▶ [Text passage]
** START **

Elsevier

Geomorphology

Volume 199, 1 October 2013, Pages 214-224
Geomorphology

Review
Linking restoration ecology with coastal dune restoration

https://doi.org/10.1016/j.geomorph.2013.05.007Get rights and content

Highlights

  • Restoration of coastal dunes is needed because of the impact of human activities.

  • Coastal dune restoration can be contrasting: re-vegetation and de-vegetation.

  • We explored how the success of these restoration actions has been analyzed.

  • We contrasted restoration with the ecological theory of natural succession.

  • Ecosystem integrity was monitored more frequently than health and sustainability.

Abstract

Restoration and preservation of coastal dunes is urgently needed because of the increasingly rapid loss and degradation of these ecosystems because of many human activities. These activities alter natural processes and coastal dynamics, eliminate topographic variability, fragment, degrade or eliminate habitats, reduce diversity and threaten endemic species. The actions of coastal dune restoration that are already taking place span contrasting activities that range from revegetating and stabilizing the mobile substrate, to removing plant cover and increasing substrate mobility. Our goal was to review how the relative progress of the actions of coastal dune restoration has been assessed, according to the ecosystem attributes outlined by the Society of Ecological Restoration: namely, integrity, health and sustainability and that are derived from the ecological theory of succession. We reviewed the peer reviewed literature published since 1988 that is listed in the ISI Web of Science journals as well as additional references, such as key books. We exclusively focused on large coastal dune systems (such as transgressive and parabolic dunefields) located on natural or seminatural coasts. We found 150 articles that included “coastal dune”, “restoration” and “revegetation” in areas such as title, keywords and abstract. From these, 67 dealt specifically with coastal dune restoration. Most of the studies were performed in the USA, The Netherlands and South Africa, during the last two decades. Restoration success has been assessed directly and indirectly by measuring one or a few ecosystem variables. Some ecosystem attributes have been monitored more frequently (ecosystem integrity) than others (ecosystem health and sustainability). Finally, it is important to consider that ecological succession is a desirable approach in restoration actions. Natural dynamics and disturbances should be considered as part of the restored system, to improve ecosystem integrity, health and sustainability.

Introduction

For millennia, the coastal environment has been one of the preferred settings for urban, industrial and maritime development, and more recently, for mining, tourism and recreation (Nordstrom, 2008). Nearly 40% of the world human population lives within 60 km from the coast (Martínez et al., 2007), and it is expected that human encroachment on the coast will increase to 60% by 2020 (UNCED, 1992). Such a continuously growing population will result in an increasing human impact with the degradation or loss of coastal ecosystems. Of these, sandy beaches and coastal dunes are among the most damaged by human activities. Indeed, these unique ecosystems are increasingly becoming trapped between the expanding human populations and the effects of global climate change, such as sea level rise (Defeo and de Alava, 1995, Cencini, 1998, Nordstrom, 2000, Schlacher et al., 2007). These pressures act across multiple dimensions in time and space, and result in ecological impacts that occur at many temporal and spatial scales so that today the vast majority of beaches and coastal dunes are threatened by human activities (Nordstrom, 2008, Defeo et al., 2009).

** END **

[Records from a data collection]
** START **

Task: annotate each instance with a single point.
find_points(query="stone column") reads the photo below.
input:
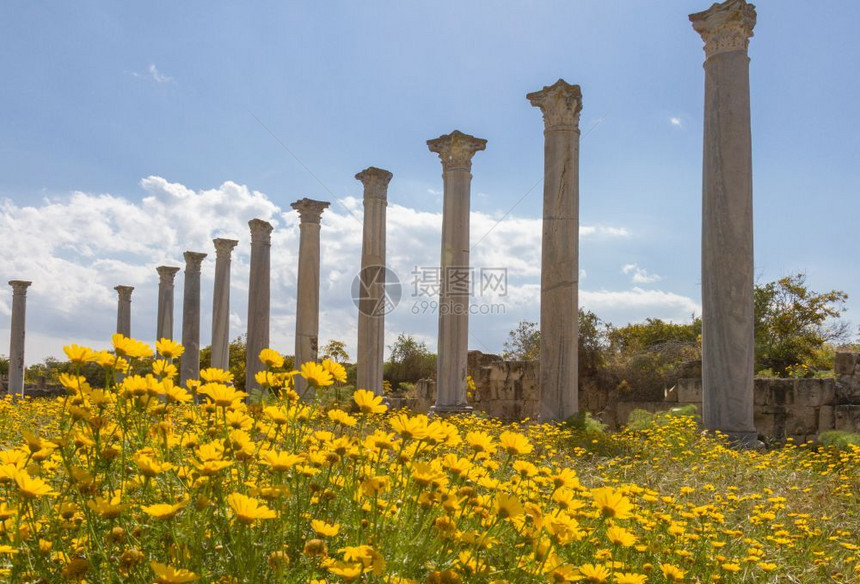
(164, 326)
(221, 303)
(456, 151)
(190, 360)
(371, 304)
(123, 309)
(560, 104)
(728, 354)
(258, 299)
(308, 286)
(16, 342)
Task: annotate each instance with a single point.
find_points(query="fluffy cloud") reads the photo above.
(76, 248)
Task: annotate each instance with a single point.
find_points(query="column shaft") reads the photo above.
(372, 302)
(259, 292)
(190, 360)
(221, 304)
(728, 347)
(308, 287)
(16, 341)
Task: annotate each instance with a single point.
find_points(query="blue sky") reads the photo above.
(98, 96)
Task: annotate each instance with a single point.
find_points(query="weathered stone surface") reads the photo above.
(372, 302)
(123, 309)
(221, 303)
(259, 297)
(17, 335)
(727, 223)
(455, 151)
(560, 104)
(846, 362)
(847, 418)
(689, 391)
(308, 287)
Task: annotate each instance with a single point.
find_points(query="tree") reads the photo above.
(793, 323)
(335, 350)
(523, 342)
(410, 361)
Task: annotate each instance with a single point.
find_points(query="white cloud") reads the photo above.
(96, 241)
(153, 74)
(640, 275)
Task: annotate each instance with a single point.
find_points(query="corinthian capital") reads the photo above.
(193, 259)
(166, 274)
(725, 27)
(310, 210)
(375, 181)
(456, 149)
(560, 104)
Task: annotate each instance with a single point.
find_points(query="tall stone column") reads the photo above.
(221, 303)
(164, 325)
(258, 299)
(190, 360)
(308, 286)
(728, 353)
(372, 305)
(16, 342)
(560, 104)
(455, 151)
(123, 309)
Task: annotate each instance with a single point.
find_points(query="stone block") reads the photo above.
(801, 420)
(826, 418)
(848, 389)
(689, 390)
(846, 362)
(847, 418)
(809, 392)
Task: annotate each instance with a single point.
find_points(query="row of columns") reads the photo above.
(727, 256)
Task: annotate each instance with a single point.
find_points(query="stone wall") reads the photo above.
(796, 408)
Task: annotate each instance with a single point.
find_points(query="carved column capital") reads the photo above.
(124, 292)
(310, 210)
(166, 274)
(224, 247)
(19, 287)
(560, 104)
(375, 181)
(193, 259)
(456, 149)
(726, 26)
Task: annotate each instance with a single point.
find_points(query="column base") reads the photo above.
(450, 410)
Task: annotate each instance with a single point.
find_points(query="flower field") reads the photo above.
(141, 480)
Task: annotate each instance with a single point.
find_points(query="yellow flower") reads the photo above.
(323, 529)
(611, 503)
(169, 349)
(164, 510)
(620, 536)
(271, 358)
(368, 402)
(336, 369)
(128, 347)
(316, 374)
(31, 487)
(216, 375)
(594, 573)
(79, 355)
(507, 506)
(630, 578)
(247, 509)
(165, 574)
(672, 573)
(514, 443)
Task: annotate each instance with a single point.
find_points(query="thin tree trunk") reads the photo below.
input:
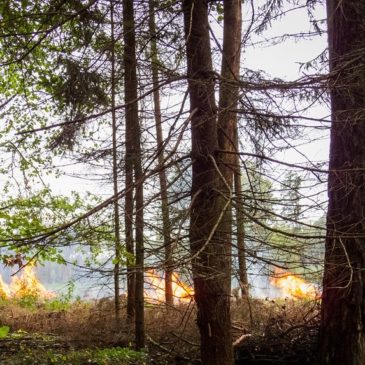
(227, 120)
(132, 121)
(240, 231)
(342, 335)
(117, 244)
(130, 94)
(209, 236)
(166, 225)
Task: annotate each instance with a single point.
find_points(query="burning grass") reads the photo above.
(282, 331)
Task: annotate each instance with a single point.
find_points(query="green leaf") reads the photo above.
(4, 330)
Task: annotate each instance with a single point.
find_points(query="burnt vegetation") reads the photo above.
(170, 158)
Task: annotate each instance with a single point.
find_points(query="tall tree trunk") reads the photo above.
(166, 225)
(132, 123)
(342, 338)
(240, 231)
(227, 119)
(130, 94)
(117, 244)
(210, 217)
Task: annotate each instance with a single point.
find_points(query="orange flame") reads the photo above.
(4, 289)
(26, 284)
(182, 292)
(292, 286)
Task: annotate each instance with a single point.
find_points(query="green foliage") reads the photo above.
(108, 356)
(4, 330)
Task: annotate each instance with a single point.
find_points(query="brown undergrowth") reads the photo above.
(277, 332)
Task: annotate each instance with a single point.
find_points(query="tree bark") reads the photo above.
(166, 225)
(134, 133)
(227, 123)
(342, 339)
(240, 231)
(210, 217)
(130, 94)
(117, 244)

** END **

▶ [What you will do]
[1] List every use for which, according to the introduction of the coastal dune restoration review, the coast has been a preferred setting.
[2] Using the abstract of the coastal dune restoration review, explain why restoring and preserving coastal dunes is urgently needed.

▶ [Task answers]
[1] Urban development, industrial development, maritime development, mining, tourism, and recreation.

[2] Many human activities are causing coastal dunes to be lost and degraded ever more rapidly. These activities alter natural processes and coastal dynamics, eliminate topographic variability, fragment, degrade or eliminate habitats, reduce diversity, and threaten endemic species.